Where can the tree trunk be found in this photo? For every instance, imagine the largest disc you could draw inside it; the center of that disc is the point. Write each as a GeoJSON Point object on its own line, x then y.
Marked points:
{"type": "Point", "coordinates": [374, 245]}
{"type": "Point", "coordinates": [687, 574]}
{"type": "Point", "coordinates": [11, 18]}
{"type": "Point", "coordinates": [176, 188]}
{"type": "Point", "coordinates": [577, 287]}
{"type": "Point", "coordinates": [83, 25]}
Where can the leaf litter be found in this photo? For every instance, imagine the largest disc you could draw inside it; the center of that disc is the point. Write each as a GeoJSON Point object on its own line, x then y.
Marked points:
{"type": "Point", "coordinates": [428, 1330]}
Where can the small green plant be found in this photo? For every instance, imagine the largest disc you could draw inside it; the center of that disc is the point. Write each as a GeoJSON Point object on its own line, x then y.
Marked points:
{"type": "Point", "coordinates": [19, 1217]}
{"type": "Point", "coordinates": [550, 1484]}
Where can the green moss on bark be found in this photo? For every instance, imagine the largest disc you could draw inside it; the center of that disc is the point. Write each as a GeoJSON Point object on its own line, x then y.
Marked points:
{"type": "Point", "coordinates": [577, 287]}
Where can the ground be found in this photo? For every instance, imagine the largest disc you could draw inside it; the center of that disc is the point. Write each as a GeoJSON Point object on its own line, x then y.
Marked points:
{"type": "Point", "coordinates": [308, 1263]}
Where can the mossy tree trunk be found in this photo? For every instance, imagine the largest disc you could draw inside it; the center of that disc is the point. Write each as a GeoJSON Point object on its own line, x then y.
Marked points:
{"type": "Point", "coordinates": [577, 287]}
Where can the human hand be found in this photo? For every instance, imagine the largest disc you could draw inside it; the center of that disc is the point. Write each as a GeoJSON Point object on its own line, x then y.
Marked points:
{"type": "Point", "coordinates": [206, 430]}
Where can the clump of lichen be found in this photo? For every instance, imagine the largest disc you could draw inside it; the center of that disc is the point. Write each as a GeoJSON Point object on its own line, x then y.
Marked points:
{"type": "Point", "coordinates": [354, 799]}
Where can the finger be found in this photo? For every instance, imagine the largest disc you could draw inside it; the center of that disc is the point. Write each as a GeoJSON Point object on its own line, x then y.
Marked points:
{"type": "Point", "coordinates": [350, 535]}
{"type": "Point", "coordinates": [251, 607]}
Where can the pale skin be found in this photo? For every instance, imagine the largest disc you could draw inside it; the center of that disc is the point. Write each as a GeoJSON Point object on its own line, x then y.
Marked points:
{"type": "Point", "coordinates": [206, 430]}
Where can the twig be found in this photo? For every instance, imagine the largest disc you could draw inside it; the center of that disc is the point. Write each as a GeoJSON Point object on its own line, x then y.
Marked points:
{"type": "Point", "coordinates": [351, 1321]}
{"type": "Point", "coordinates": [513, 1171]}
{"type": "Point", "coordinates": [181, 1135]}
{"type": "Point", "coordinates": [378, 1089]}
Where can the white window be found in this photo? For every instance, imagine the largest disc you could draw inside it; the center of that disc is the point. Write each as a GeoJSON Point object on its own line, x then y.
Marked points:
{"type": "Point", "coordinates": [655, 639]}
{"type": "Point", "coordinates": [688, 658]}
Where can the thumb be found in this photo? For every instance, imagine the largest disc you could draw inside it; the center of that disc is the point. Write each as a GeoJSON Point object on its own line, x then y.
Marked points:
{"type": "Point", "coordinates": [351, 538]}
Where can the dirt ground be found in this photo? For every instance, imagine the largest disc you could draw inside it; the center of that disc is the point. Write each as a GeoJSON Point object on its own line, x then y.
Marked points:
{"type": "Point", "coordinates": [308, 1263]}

* * *

> EXERCISE
Every entry shown above is to be written out exactly.

> RESPONSE TO THE TASK
Where can the tree trunk be found in this photo? For every instance, imagine the largest disc you could draw inside it; the center of that disc is the point. Write each as a GeoJSON Point object on its own line, x then y.
Marked points:
{"type": "Point", "coordinates": [374, 245]}
{"type": "Point", "coordinates": [687, 574]}
{"type": "Point", "coordinates": [11, 18]}
{"type": "Point", "coordinates": [176, 188]}
{"type": "Point", "coordinates": [577, 287]}
{"type": "Point", "coordinates": [83, 25]}
Where can the leaf litter be found in this photo? For every instance, imagine the largest disc you could draw inside it; the center of that disc is the point. Write each as a GeoJSON Point object on its own line, x then y.
Marked points:
{"type": "Point", "coordinates": [428, 1330]}
Where can the small green plant be found in this photo? For every instance, imagine the largest disc you could draw inside it; the center of that disc is the point. Write each as a GeoJSON Point object on its own line, x then y.
Marked points:
{"type": "Point", "coordinates": [19, 1217]}
{"type": "Point", "coordinates": [550, 1484]}
Where can the green moss on bark be found in this photo? For every instance, imagine the largest disc you could draw inside it; the center of that disc is the point. Write each as a GeoJSON Point object on its own line, x then y.
Marked points:
{"type": "Point", "coordinates": [577, 287]}
Where can the ground be found in this photo? For every instance, imagine the largest disc you could draw inside it; the center of that disc is the point. Write each as a GeoJSON Point object on its own line, x then y.
Marked points:
{"type": "Point", "coordinates": [308, 1263]}
Where can the mossy tree trunk be found in this photo? For every instance, imagine the largest disc you could draw inside it; the center of that disc is the point. Write each as a GeoJSON Point object on its own line, x then y.
Marked points:
{"type": "Point", "coordinates": [577, 287]}
Where can the human hand be found in this photo? For every instance, imagine the largest disc you could draw inside it; the center of that disc is the point. Write each as a GeoJSON Point object on its own line, x then y.
Marked points:
{"type": "Point", "coordinates": [206, 430]}
Where can the clump of lichen be found in this photo? For every instance, imagine the largest disc you could draw inside it; the center of that disc is the point. Write each as a GeoJSON Point object on its own line, x then y.
Marked points:
{"type": "Point", "coordinates": [354, 799]}
Where can the finger be found in this photo? For every instance, imagine the largest disc you could draw inside it; the center of that disc is the point. Write each as a GeoJSON Point object on its own line, x then y.
Marked points:
{"type": "Point", "coordinates": [350, 535]}
{"type": "Point", "coordinates": [251, 607]}
Where can the pale skin be found in this photo? For every instance, imagine the largest disc you could draw inside it; the center of that disc is the point. Write each as a GeoJSON Point object on its own line, x then y.
Marked points:
{"type": "Point", "coordinates": [206, 430]}
Where can the twig be found in this photo? For every instance, imagine the largest disc you could draw inside it; the center of that disc is the point. Write each as a GeoJSON Point object on its own line, x then y.
Marked points:
{"type": "Point", "coordinates": [351, 1321]}
{"type": "Point", "coordinates": [513, 1171]}
{"type": "Point", "coordinates": [181, 1135]}
{"type": "Point", "coordinates": [378, 1089]}
Where can the white window be found in this photo? For every instance, imagine the largest disc you could draw inside it; the center of that disc is the point. Write each as a GeoJSON Point object on its own line, x then y.
Marked points:
{"type": "Point", "coordinates": [655, 639]}
{"type": "Point", "coordinates": [688, 658]}
Where can the thumb be found in this photo? For every instance, imagine the largest disc you could draw inside it; the center of that disc is the point. Write each as a GeoJSON Point object on its own line, x then y.
Marked points:
{"type": "Point", "coordinates": [351, 538]}
Where can the dirt ground be found in this photo? For every instance, imagine the largest disc you could draw inside it; the center of that disc is the point. Write each as a GeoJSON Point object on its own line, x then y.
Marked points:
{"type": "Point", "coordinates": [308, 1263]}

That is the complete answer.